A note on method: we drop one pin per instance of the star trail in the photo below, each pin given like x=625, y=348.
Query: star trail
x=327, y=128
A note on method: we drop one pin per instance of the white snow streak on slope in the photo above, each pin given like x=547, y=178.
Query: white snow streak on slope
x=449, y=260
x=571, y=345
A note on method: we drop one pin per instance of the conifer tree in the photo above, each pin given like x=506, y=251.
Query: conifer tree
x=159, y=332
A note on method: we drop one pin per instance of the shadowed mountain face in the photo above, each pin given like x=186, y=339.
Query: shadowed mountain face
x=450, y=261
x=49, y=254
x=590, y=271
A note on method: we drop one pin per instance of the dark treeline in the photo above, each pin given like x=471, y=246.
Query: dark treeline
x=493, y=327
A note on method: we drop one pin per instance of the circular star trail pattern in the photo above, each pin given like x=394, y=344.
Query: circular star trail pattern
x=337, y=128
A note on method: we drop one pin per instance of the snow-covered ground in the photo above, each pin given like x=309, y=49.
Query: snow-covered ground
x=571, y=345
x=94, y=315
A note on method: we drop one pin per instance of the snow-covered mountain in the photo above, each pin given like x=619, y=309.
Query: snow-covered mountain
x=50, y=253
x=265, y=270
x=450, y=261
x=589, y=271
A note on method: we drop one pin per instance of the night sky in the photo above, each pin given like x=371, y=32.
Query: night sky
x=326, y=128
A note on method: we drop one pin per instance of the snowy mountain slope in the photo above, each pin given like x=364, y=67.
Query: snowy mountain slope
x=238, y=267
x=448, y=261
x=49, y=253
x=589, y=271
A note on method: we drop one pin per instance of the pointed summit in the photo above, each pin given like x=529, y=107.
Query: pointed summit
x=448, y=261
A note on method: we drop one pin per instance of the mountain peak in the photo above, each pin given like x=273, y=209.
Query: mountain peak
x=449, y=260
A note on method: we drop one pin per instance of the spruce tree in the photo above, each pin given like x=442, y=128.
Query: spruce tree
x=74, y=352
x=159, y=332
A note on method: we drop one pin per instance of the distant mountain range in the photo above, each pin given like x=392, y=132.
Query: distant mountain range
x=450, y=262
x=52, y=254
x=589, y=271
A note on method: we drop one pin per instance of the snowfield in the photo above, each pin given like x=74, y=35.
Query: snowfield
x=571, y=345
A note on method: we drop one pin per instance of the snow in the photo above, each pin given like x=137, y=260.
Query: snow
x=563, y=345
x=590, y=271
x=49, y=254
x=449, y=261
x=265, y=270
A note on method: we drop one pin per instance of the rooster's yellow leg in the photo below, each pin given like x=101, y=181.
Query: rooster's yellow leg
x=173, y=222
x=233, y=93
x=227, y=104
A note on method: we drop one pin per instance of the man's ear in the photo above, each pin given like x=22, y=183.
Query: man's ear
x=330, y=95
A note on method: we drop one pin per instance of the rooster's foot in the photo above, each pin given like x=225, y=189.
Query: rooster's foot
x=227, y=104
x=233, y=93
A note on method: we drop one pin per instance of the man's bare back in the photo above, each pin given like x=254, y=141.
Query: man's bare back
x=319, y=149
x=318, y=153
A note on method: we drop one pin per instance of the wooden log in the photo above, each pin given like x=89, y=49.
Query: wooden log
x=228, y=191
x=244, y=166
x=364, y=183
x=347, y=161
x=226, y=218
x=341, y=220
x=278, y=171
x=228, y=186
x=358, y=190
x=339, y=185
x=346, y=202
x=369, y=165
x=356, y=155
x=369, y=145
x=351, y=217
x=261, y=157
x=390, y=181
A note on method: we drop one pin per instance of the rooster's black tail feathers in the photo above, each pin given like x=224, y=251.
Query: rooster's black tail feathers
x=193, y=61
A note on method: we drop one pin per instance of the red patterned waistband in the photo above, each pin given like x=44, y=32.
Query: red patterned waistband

----

### WHAT YOU WILL DO
Reproduce all the lines above, swapping every occurrence of "pin" for "marker" and changing nothing else.

### WORKED SOLUTION
A note on method: we drop one marker per instance of the star trail in the photo below, each marker given like x=625, y=348.
Query: star trail
x=327, y=128
A note on method: we drop one marker per instance of the white snow streak on slope in the photo above, each marker given like x=547, y=178.
Query: white snow streak on slope
x=449, y=260
x=571, y=345
A note on method: we drop one marker per instance of the conifer tree in the photo above, each marker given like x=506, y=251.
Query: conifer tree
x=159, y=332
A note on method: we drop one marker per instance of the shadowed mountain face in the photo above, each marker given like x=186, y=339.
Query: shadowed mountain face
x=450, y=261
x=49, y=254
x=590, y=271
A note on method: we drop one marker per instance of the dark treeline in the photo above, each marker given like x=471, y=246.
Query: dark treeline
x=493, y=327
A note on method: we drop one marker per instance of the circular star trail pattern in the photo above, each marker given like x=394, y=344.
Query: circular star trail pattern
x=337, y=128
A note on method: we drop one marker per instance of the snow-covered ground in the photo above, each marker given like x=309, y=49.
Query: snow-covered ground
x=571, y=345
x=94, y=315
A note on method: we drop one marker per instance of the snow-covered mountain in the photo above, each marker given like x=619, y=309.
Query: snow-covered mountain
x=50, y=253
x=265, y=270
x=450, y=261
x=589, y=271
A note on method: we drop one marker per instance of the night sky in the photo above, each marker given like x=371, y=32.
Query: night sky
x=326, y=128
A note on method: we drop one marker per instance of the snowy mountain slope in the photo above, each marker given like x=364, y=67.
Query: snowy mountain slope
x=238, y=267
x=448, y=261
x=49, y=253
x=589, y=271
A note on method: we drop one marker per instance of the pointed summit in the photo above, each marker given like x=529, y=107.
Query: pointed summit
x=448, y=261
A note on method: we drop one marker per instance of the mountain peak in the photo above, each marker given like x=273, y=209.
Query: mountain peak
x=449, y=260
A note on method: we drop one marker per instance of the spruce tree in the photo above, each marker given like x=442, y=128.
Query: spruce tree
x=74, y=352
x=159, y=332
A note on method: we drop one marker per instance of the distant mountain range in the photo above, each marker given like x=392, y=132.
Query: distant mountain range
x=450, y=262
x=52, y=254
x=589, y=271
A note on method: we drop one marker per instance of the snowfield in the photo above, each marker given like x=74, y=35.
Query: snowfield
x=571, y=345
A note on method: we drop one marker per instance of the snow in the photo above, each marker given like x=137, y=260.
Query: snow
x=563, y=345
x=590, y=271
x=49, y=254
x=449, y=261
x=265, y=270
A note on method: we drop one marker per instance of the rooster's yellow leg in the photo below, each marker given like x=101, y=181.
Query: rooster's yellow leg
x=173, y=222
x=233, y=93
x=227, y=104
A note on method: we drop one marker per instance of the man's ear in the photo above, each marker given like x=22, y=183.
Query: man's ear
x=330, y=95
A note on method: we drop one marker per instance of the rooster's foot in the photo above, each marker given like x=225, y=189.
Query: rooster's foot
x=227, y=104
x=233, y=93
A note on method: we drop one marker per instance of the man's bare back in the photo above, each marker given like x=254, y=141.
Query: man's bare back
x=319, y=149
x=318, y=153
A note on method: we drop one marker per instance of the wooden log in the photo above, each marker given like x=89, y=49.
Query: wooden log
x=228, y=191
x=244, y=166
x=364, y=183
x=347, y=161
x=226, y=218
x=341, y=220
x=278, y=171
x=228, y=186
x=358, y=190
x=339, y=185
x=346, y=202
x=369, y=165
x=356, y=155
x=369, y=145
x=351, y=217
x=261, y=157
x=390, y=181
A note on method: we drop one marker per instance of the rooster's black tail feathers in the photo above, each marker given like x=224, y=251.
Query: rooster's black tail feathers
x=193, y=61
A note on method: we drop one marker per instance of the red patterned waistband in the photo above, each marker given like x=44, y=32.
Query: red patterned waistband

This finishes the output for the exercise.